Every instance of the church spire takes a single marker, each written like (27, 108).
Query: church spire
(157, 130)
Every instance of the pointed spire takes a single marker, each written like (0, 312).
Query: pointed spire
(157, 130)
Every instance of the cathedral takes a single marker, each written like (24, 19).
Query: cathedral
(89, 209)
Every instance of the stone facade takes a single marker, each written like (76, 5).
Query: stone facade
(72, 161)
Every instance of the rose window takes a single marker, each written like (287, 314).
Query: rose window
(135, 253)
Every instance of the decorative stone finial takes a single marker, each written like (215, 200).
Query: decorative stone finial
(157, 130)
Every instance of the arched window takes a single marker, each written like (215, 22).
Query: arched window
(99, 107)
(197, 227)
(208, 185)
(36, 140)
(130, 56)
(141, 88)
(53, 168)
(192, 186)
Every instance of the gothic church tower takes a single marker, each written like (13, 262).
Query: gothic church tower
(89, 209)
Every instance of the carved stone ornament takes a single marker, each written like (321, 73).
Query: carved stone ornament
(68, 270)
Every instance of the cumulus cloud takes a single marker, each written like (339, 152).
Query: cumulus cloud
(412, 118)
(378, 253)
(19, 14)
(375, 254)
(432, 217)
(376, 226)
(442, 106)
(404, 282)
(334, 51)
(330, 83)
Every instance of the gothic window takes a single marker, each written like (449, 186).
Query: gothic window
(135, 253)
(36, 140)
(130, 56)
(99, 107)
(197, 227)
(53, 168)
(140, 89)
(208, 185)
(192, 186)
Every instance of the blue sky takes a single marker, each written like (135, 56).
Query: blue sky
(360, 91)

## DO THIS
Copy every one of the rows above, keeping each line word for word.

## PROBLEM SOLUTION
Every instance of the church spire takes a single marker, each written like (27, 108).
Query: church spire
(157, 130)
Every instance of the pointed spire takes a single marker, each written like (0, 312).
Query: pointed spire
(157, 130)
Every instance of the cathedral takes a single marker, each written like (24, 19).
Query: cathedral
(89, 209)
Every instance of the stone facade takes a single marker, each written like (76, 5).
Query: stone facade
(72, 161)
Every instance of the rose window takes a single marker, each written like (287, 314).
Query: rose window
(135, 253)
Every instance of the decorative stone finial takes a single marker, each written like (215, 200).
Query: decorative stone finial
(157, 130)
Every instance of the arched window takes a single marker, each written like (215, 22).
Query: arched window
(99, 107)
(197, 227)
(208, 185)
(36, 140)
(130, 56)
(141, 88)
(53, 168)
(192, 186)
Every instance of the gothic church tower takes a single marker, each written like (13, 262).
Query: gothic church tower
(89, 209)
Every instance of the carved stone ornament takes a single marker, each written like (321, 73).
Query: carved stone ornament
(68, 270)
Every instance of the cumulus cloud takes a single marker, each written like (339, 152).
Query: cumulus cloud
(412, 118)
(378, 253)
(19, 14)
(375, 254)
(432, 217)
(376, 226)
(442, 106)
(404, 282)
(334, 51)
(330, 83)
Every instance of the gothic window takes a single marker, each written like (449, 186).
Query: gothic window
(135, 253)
(36, 140)
(130, 56)
(99, 107)
(197, 227)
(53, 168)
(140, 89)
(208, 185)
(192, 186)
Every instance of the blue sky takes a single marker, each written like (135, 56).
Query: blue sky
(360, 91)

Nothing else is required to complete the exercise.